Document text —

+--

Pitting is very common to CS knives. Don't confuse pits with corrosion. Pits accompany the manufacturing process. Also if you read the info on Sabatiers at the Best Things, it's quite common for the blade to be slightly curved as mine are and it makes no difference in performance unless the curve is severe.

This is what I use for all of my knives: https://www.sharpeningsupplies.com/Norton-3-Stone-IM313-System-P48C65.aspx

When using the fine india stone I first push the edge lightly into the stone for a few strokes on each side. Then I draw the blade in reverse for a few strokes on each side. The finer the stone, the lighter the pressure.


----------



## kokopuffs (Aug 4, 2000)

grekko said:


> ...........I don't generally go for used knives because most of the carbons have pitting along the blade..the corrosion and such I can fix from home but for the piting and dents I think the only way would be to sand the blade which will make the blade much more thin


Nope! All I do to remove any "staining" and CS will, indeed stain or discolor, is moisten the blade, sprinkle some dutch cleanser like Barkeeper's Friend onto it, and rub with a cork. Works wonders.

Please lemme' know @grekko that you received the pics.


----------



## foody518 (Aug 6, 2015)

If you are okay to deal with carbon steel knives, I would also suggest looking at Misono Swedish, Suisin HC, etc.


----------



## grekko (Mar 2, 2017)

kokopuffs said:


> Pitting is very common to CS knives. Don't confuse pits with corrosion. Pits accompany the manufacturing process. Also if you read the info on Sabatiers at the Best Things, it's quite common for the blade to be slightly curved as mine are and it makes no difference in performance unless the curve is severe.
> 
> This is what I use for all of my knives: https://www.sharpeningsupplies.com/Norton-3-Stone-IM313-System-P48C65.aspx
> 
> When using the fine india stone I first push the edge lightly into the stone for a few strokes on each side. Then I draw the blade in reverse for a few strokes on each side. The finer the stone, the lighter the pressure.


This is true. Both different. If proper care is taken corrosion can be avoided, and even then if it do es occure it can be easily treated. As for the pitting i didnt know how it occurs on a blade, I do know however i have no clue if it is reversible. Yes, i did notice that remark on the site. Again nothing to extreme, and if youre handy with stones you can easily rectify...i cant think of a better thing then getting to break out the stones with a new knife anyways..almost a form of bonding haha


----------



## grekko (Mar 2, 2017)

kokopuffs said:


> Pitting is very common to CS knives. Don't confuse pits with corrosion. Pits accompany the manufacturing process. Also if you read the info on Sabatiers at the Best Things, it's quite common for the blade to be slightly curved as mine are and it makes no difference in performance unless the curve is severe.
> 
> This is what I use for all of my knives:
> 
> When using the fine india stone I first push the edge lightly into the stone for a few strokes on each side. Then I draw the blade in reverse for a few strokes on each side. The finer the stone, the lighter the pressure.

+--

Direction A — Output, unchanged, the lines of the records below running from the line that contains "Can you find the mug" down to the line that contains "x=40, y=490", both of those lines included.

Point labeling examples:

+--

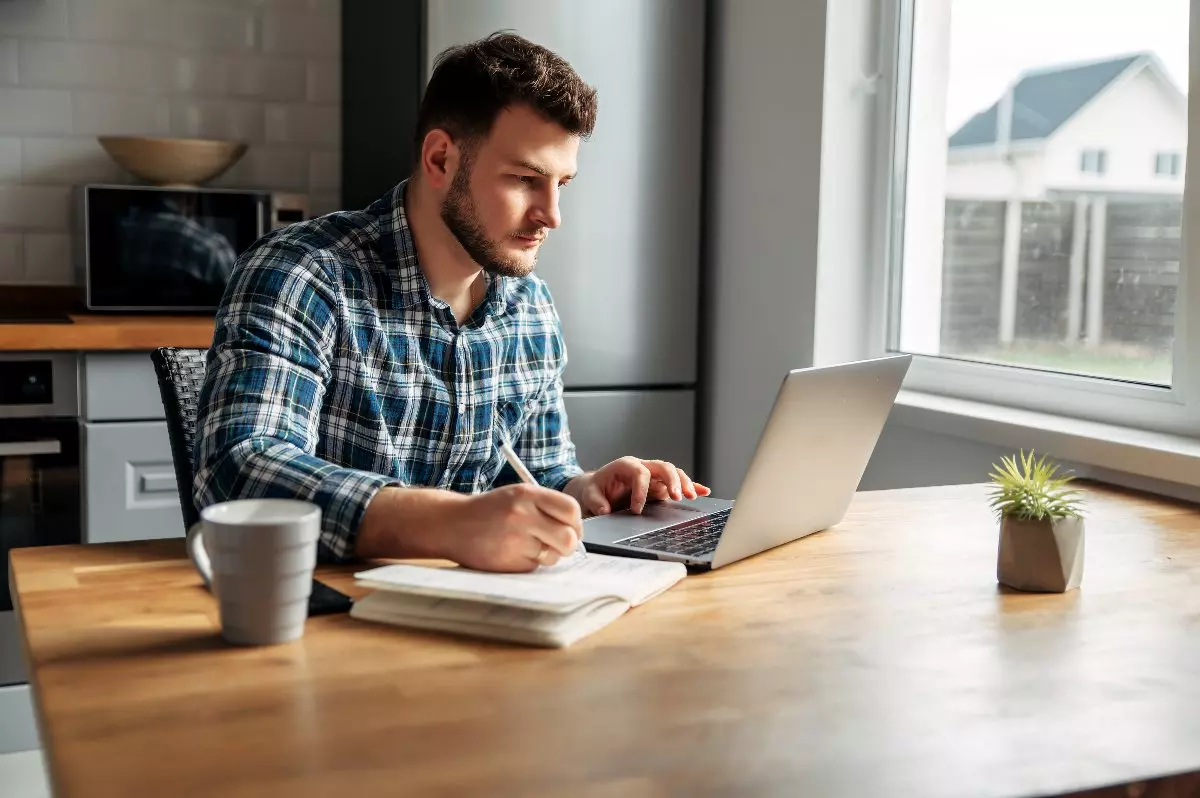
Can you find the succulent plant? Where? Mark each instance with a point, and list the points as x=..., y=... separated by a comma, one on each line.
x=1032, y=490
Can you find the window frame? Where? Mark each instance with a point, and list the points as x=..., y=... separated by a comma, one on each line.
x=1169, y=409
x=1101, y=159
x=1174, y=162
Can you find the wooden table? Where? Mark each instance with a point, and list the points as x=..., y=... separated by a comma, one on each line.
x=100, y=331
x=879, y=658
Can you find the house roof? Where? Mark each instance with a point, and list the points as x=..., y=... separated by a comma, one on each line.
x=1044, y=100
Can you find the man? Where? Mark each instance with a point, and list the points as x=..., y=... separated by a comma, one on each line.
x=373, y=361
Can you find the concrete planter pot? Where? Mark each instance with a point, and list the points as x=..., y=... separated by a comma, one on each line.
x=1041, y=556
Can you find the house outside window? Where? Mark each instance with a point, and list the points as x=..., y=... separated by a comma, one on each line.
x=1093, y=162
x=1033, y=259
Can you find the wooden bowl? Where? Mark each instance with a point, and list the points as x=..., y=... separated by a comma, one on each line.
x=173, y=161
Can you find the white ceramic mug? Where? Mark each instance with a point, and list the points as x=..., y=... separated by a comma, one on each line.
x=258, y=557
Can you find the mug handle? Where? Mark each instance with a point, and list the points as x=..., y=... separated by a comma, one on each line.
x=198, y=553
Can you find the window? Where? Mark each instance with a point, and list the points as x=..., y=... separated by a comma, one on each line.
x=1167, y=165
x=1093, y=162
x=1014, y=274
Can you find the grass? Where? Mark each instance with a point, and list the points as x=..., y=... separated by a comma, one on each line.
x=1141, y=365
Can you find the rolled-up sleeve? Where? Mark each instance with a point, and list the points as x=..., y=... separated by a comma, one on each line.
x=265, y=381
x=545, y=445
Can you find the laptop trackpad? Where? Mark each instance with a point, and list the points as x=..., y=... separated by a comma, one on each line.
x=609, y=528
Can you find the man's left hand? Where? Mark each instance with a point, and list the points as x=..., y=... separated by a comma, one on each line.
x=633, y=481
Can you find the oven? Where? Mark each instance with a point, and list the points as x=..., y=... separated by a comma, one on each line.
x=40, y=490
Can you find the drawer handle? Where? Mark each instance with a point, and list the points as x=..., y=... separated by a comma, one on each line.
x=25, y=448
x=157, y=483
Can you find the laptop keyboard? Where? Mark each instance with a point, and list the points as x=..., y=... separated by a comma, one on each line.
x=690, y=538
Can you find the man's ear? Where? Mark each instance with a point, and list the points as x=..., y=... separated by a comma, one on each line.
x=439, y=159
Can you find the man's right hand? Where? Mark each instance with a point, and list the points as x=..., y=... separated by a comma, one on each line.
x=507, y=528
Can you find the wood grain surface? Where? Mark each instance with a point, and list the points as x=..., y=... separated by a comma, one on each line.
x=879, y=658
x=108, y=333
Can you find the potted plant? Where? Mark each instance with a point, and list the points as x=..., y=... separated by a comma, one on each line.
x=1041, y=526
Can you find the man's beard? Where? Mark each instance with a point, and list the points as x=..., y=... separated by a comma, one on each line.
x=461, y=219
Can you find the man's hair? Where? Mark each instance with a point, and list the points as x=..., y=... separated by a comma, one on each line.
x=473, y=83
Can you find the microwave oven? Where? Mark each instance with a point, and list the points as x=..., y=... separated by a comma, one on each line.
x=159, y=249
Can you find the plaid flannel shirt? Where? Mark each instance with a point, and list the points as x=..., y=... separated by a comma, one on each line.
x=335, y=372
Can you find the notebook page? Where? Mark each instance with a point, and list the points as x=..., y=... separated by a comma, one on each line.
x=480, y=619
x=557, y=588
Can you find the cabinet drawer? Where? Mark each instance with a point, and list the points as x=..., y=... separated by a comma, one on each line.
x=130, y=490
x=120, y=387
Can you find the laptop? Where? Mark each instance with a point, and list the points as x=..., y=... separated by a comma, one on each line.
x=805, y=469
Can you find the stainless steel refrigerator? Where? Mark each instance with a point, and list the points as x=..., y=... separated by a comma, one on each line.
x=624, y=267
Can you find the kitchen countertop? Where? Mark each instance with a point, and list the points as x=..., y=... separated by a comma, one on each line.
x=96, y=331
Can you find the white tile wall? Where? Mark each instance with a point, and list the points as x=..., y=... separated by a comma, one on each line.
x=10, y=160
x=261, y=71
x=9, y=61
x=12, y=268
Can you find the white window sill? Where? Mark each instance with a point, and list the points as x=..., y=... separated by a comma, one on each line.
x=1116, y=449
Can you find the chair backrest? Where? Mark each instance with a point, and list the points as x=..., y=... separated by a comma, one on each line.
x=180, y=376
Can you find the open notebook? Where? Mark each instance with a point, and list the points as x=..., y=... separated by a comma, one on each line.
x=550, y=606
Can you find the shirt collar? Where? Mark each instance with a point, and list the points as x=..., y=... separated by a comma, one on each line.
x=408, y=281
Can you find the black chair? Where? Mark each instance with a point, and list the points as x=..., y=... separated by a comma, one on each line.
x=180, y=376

+--

Direction B — Return, word for word, the passage of the forum thread on carbon steel knives above that runs from "Nope! All I" down to "Suisin HC, etc.".

Full solution A —
Can you find the mug handle? Where? Mark each instance with a point, and list the points as x=..., y=... separated by a comma, one on each line.
x=198, y=553
Can you find the window? Where? Mark each instance with a point, and list the points as x=..., y=... separated by a comma, one on each line.
x=1167, y=165
x=1093, y=162
x=1014, y=274
Can you find the grass? Where? Mark each instance with a point, and list the points as x=..., y=... separated by a comma, one on each line.
x=1141, y=365
Can you find the rolled-up sleeve? Where? Mark each instance with a point, and list the points as x=..., y=... separated by a comma, one on each line.
x=265, y=381
x=545, y=445
Can you find the laptop trackpad? Where? Mark each instance with a point, and list the points as x=..., y=... separated by a comma, one on each line.
x=609, y=528
Can you find the man's left hand? Where? Mark each instance with a point, and list the points as x=..., y=... separated by a comma, one on each line.
x=633, y=481
Can you find the oven? Where? Mark each instance with a point, and list the points as x=..., y=... separated by a comma, one on each line.
x=40, y=490

Full solution B —
Nope! All I do to remove any "staining" and CS will, indeed stain or discolor, is moisten the blade, sprinkle some dutch cleanser like Barkeeper's Friend onto it, and rub with a cork. Works wonders.

Please lemme' know @grekko that you received the pics.


----------



## foody518 (Aug 6, 2015)

If you are okay to deal with carbon steel knives, I would also suggest looking at Misono Swedish, Suisin HC, etc.